(Position identification records)
-- begin --
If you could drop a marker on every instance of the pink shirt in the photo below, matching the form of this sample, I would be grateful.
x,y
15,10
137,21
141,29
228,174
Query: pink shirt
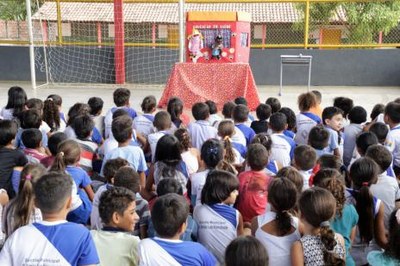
x,y
253,192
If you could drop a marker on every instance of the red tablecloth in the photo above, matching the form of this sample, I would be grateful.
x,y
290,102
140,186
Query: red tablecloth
x,y
214,81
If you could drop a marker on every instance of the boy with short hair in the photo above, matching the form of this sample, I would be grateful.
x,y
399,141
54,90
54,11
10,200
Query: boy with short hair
x,y
169,218
201,130
263,112
122,131
305,159
121,98
332,118
392,118
244,134
282,146
32,138
357,117
319,140
9,156
162,123
386,188
55,240
114,243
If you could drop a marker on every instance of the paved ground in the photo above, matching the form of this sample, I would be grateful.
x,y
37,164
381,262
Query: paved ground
x,y
364,96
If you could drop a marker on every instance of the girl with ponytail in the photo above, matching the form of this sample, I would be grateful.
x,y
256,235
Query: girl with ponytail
x,y
21,211
319,245
370,228
277,229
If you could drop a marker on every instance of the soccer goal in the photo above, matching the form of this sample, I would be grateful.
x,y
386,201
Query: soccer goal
x,y
98,42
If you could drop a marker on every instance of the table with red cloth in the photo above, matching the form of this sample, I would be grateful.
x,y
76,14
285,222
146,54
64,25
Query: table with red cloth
x,y
219,82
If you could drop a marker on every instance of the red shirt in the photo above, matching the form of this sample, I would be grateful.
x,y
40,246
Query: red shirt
x,y
253,192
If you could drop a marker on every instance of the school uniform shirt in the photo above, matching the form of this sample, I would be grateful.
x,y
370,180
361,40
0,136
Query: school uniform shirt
x,y
217,227
200,131
134,155
109,114
282,149
387,190
167,252
46,243
9,159
350,135
393,144
116,247
305,121
144,124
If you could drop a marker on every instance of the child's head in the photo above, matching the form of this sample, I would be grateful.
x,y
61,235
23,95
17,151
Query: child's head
x,y
380,155
380,130
96,105
212,152
305,157
274,103
169,185
227,109
117,208
290,117
364,140
54,141
83,126
333,117
240,113
246,250
175,108
200,111
318,96
220,187
317,207
121,97
51,114
263,111
278,122
169,215
8,130
128,178
334,183
53,193
16,100
69,153
306,101
32,138
168,150
212,106
392,113
121,128
257,157
318,138
393,249
76,110
264,139
30,119
182,134
293,175
357,115
282,195
377,110
149,104
343,103
363,173
162,121
111,167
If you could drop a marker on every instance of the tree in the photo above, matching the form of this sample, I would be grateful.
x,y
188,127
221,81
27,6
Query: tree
x,y
363,20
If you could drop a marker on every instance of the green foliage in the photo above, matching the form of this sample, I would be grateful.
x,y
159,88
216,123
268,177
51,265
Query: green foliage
x,y
363,20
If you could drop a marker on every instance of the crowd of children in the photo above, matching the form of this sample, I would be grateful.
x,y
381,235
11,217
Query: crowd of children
x,y
155,188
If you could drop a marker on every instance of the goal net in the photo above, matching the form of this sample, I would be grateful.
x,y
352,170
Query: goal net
x,y
76,42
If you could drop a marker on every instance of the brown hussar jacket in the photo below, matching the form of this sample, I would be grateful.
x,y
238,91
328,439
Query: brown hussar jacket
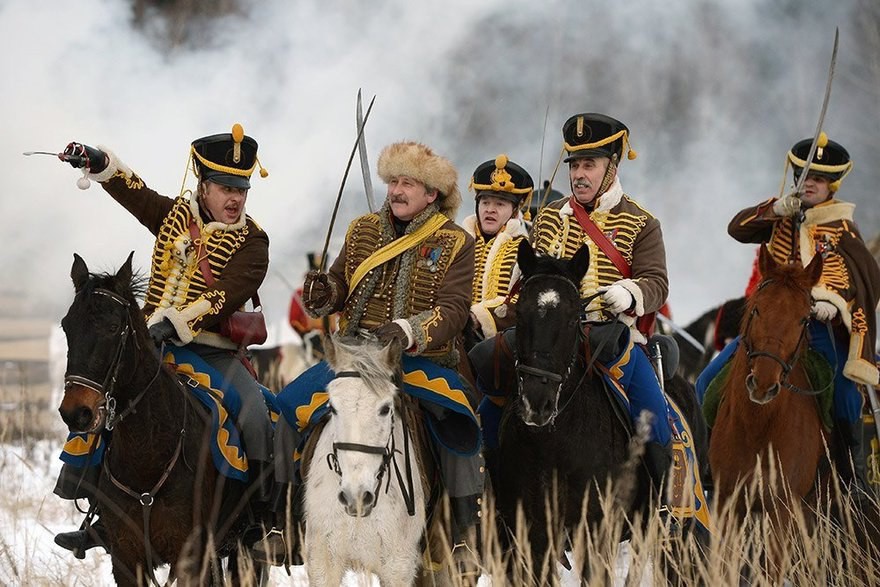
x,y
632,230
428,286
850,276
238,255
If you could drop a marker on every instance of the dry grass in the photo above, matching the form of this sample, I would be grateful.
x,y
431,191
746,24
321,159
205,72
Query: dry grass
x,y
824,547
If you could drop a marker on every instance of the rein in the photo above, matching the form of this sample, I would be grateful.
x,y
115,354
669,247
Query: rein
x,y
787,366
387,453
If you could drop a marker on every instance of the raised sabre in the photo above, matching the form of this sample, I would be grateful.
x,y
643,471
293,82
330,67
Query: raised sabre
x,y
323,263
803,177
362,149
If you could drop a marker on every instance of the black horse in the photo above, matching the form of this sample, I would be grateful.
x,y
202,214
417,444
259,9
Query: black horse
x,y
161,499
562,436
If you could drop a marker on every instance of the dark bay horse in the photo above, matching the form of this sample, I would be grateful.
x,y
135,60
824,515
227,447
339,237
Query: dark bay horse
x,y
161,499
768,416
562,437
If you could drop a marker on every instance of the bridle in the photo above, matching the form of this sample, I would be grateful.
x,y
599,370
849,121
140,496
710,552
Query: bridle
x,y
787,366
387,452
546,376
107,386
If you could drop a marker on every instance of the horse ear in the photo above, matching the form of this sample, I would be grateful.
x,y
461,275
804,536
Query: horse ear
x,y
125,273
329,349
580,263
814,269
525,256
766,263
79,272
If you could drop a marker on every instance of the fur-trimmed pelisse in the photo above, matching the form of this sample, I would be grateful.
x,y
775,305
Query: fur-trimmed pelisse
x,y
419,162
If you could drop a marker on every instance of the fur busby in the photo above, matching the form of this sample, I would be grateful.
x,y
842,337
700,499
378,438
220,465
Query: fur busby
x,y
596,135
419,162
830,160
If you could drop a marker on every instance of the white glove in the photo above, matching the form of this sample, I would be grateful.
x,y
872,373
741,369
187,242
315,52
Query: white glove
x,y
787,205
616,297
824,311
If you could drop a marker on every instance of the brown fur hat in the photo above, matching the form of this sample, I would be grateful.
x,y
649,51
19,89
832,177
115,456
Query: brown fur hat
x,y
419,162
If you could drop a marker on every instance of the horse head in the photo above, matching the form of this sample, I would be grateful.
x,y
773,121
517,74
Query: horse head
x,y
362,409
548,327
100,326
774,333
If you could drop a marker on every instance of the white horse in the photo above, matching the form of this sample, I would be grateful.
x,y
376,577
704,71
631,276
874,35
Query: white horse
x,y
364,499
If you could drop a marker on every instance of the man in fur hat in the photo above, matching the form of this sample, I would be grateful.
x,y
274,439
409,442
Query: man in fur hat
x,y
798,227
182,307
631,279
404,274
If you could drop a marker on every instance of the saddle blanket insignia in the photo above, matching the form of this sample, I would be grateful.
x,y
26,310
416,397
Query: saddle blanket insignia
x,y
686,497
206,384
303,402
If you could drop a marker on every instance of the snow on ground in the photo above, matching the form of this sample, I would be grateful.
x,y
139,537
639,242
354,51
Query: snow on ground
x,y
31,515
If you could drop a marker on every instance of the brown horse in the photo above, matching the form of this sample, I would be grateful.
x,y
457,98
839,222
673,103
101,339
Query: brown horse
x,y
160,497
768,416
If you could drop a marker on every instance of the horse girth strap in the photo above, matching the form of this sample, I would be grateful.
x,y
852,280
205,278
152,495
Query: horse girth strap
x,y
396,247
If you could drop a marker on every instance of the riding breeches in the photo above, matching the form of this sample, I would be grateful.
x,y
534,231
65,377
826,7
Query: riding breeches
x,y
253,417
847,398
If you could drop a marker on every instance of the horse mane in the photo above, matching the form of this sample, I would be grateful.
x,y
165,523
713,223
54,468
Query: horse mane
x,y
136,289
366,358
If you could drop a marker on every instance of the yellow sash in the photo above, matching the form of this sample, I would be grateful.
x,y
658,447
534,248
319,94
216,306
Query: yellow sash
x,y
394,248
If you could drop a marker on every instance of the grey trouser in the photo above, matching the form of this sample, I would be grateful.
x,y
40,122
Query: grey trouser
x,y
253,418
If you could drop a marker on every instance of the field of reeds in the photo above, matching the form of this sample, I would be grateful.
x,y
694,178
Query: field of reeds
x,y
829,542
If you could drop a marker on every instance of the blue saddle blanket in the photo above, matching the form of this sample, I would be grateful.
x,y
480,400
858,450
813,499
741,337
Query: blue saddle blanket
x,y
685,466
206,384
449,415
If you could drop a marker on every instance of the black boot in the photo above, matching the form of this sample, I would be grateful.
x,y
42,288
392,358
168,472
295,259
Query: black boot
x,y
849,458
88,536
658,460
466,537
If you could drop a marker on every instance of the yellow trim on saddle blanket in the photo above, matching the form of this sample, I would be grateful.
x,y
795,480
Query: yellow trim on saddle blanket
x,y
395,248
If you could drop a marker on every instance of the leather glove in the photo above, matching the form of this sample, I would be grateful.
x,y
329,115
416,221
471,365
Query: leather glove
x,y
387,333
162,331
617,299
79,156
787,205
824,311
316,290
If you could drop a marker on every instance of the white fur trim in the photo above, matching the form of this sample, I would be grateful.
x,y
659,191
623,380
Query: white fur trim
x,y
611,197
633,288
606,201
113,166
821,293
212,226
180,318
407,330
513,229
470,225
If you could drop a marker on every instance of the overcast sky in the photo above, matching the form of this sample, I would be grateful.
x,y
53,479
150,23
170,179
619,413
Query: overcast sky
x,y
472,79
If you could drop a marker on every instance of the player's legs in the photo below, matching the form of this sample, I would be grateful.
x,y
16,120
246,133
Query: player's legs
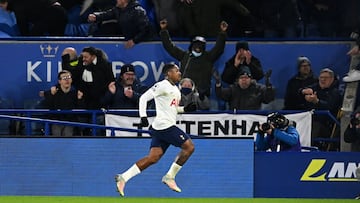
x,y
154,156
179,139
157,149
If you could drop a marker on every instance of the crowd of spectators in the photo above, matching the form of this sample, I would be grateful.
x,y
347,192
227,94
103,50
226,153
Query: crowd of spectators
x,y
138,21
187,18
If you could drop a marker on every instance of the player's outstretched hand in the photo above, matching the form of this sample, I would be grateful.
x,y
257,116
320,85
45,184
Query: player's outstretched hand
x,y
144,122
190,107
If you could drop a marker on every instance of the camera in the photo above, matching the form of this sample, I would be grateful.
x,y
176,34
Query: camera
x,y
265,127
279,121
354,121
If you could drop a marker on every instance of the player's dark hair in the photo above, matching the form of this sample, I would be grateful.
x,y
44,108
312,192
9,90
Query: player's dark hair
x,y
167,67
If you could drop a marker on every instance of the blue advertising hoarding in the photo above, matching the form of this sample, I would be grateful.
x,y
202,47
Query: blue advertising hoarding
x,y
219,167
31,66
306,175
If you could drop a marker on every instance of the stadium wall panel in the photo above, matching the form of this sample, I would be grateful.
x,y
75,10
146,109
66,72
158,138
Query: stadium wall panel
x,y
86,167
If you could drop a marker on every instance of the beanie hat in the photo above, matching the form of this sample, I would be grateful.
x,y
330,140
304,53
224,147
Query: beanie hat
x,y
245,70
303,59
127,68
198,39
242,45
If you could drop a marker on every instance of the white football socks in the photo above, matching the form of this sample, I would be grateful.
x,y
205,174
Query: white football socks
x,y
131,172
174,169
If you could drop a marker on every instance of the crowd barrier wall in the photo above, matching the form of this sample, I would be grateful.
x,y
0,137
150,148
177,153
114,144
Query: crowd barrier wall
x,y
226,167
31,65
219,167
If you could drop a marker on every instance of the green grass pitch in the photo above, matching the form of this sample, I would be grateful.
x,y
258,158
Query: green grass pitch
x,y
54,199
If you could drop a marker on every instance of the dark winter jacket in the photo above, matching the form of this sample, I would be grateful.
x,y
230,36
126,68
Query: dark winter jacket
x,y
199,69
288,139
293,99
246,99
120,101
231,71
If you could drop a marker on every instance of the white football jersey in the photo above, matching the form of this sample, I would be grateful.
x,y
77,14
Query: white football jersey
x,y
167,97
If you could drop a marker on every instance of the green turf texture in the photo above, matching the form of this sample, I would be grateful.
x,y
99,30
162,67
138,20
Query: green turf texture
x,y
53,199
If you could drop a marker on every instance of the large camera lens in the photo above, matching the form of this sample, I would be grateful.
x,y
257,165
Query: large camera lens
x,y
265,126
355,121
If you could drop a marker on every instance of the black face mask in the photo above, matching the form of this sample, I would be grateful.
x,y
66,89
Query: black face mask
x,y
186,90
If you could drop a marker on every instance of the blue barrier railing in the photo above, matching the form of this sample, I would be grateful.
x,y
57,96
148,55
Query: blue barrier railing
x,y
34,115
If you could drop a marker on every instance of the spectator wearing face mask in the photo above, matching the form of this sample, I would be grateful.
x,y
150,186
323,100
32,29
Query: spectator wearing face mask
x,y
189,94
125,92
242,59
196,63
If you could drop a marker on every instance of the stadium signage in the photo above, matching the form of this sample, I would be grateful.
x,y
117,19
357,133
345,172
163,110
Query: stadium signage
x,y
338,171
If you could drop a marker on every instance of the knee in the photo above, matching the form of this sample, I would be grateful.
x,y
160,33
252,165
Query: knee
x,y
154,158
189,147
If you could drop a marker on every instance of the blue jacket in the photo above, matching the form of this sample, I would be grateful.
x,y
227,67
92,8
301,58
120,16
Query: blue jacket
x,y
288,139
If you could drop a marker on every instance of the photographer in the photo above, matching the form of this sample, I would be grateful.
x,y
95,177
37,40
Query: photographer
x,y
352,132
278,134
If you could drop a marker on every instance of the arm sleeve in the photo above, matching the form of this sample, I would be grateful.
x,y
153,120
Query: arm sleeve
x,y
170,47
290,136
147,96
261,143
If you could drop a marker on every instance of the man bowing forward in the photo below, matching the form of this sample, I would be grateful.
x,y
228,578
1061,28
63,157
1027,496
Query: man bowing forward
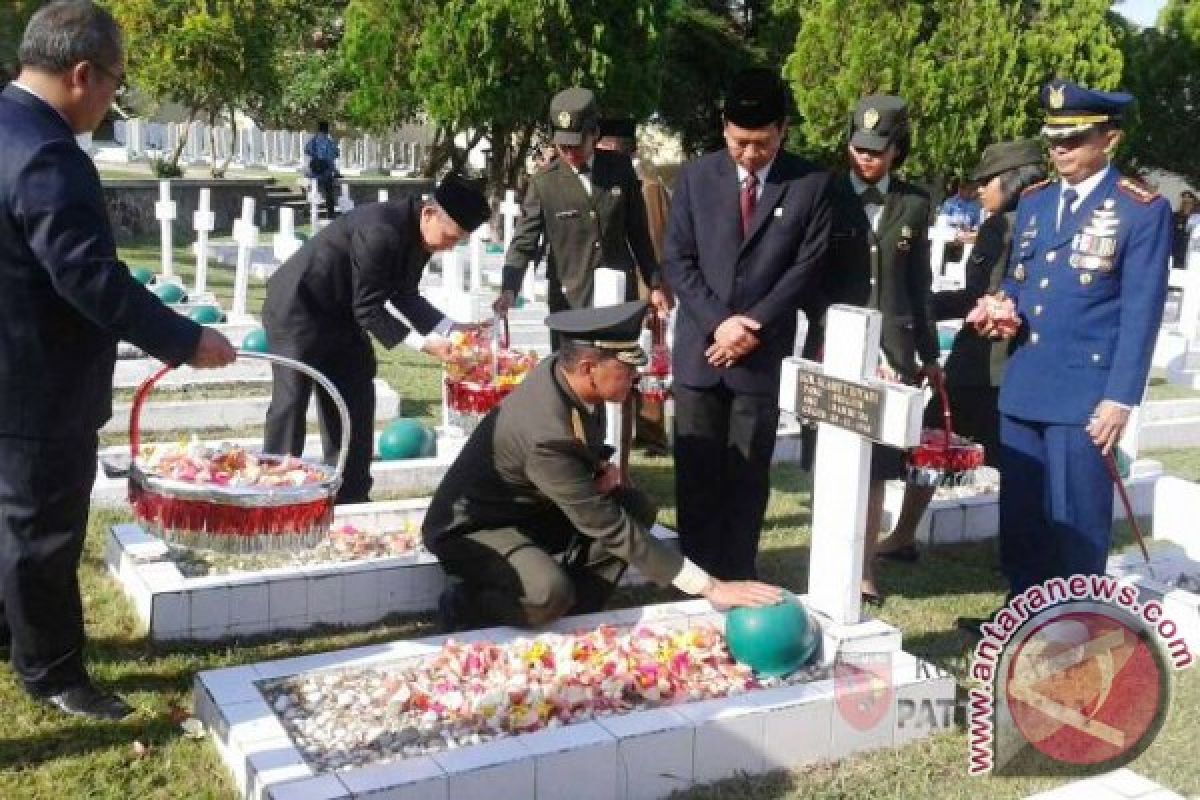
x,y
747,235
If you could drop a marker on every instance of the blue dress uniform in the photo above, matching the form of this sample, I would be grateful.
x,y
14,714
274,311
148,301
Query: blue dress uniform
x,y
1090,290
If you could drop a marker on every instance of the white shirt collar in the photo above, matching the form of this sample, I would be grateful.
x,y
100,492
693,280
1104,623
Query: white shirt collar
x,y
29,90
861,186
1085,186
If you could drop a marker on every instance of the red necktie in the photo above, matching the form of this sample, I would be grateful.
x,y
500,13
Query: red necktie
x,y
749,199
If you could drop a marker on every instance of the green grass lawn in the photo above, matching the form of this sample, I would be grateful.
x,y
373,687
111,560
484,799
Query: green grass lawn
x,y
46,756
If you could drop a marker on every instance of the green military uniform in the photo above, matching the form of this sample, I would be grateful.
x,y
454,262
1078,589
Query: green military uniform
x,y
583,221
888,227
522,492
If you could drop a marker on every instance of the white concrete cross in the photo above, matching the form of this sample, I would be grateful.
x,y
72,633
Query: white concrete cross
x,y
509,210
845,391
609,289
203,222
165,211
246,235
345,204
313,205
286,242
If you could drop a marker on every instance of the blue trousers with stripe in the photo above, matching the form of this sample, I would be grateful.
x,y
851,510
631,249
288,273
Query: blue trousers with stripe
x,y
1055,503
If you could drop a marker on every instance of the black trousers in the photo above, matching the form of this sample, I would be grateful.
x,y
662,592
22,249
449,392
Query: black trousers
x,y
723,447
533,573
351,366
45,492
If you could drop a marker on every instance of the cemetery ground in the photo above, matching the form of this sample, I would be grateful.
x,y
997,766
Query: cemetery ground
x,y
45,755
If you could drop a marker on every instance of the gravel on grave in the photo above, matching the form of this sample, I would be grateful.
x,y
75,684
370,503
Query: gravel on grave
x,y
474,692
343,543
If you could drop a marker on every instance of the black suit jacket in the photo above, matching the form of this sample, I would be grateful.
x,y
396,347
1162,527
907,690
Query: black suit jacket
x,y
583,232
715,274
65,299
358,275
897,258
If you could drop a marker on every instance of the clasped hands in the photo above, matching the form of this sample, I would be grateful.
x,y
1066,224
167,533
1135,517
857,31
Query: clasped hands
x,y
732,340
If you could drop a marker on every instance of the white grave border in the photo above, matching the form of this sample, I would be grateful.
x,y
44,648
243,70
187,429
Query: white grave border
x,y
641,753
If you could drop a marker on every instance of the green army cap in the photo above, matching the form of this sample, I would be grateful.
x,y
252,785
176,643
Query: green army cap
x,y
877,121
1002,156
573,113
615,329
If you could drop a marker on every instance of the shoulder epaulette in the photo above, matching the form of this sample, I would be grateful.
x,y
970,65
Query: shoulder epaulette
x,y
1036,187
1137,191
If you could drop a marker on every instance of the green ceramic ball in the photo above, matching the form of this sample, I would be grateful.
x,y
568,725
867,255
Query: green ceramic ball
x,y
169,292
207,314
255,341
773,639
402,439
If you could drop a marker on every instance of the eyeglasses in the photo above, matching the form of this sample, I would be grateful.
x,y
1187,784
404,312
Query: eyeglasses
x,y
118,79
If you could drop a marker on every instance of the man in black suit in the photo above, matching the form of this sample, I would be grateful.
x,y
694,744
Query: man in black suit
x,y
587,206
748,233
65,300
357,276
-- end --
Your task ▸ Copy word for word the lines above, starting with the line that contains "black suit in" and continuing through the final line of the records.

Written response ▸
If you could drop a marker on every instance of the man in black suit in the photo above, matching the form of this sample, I would be grateful.
x,y
694,744
Query: man in black suit
x,y
587,206
748,233
65,300
357,276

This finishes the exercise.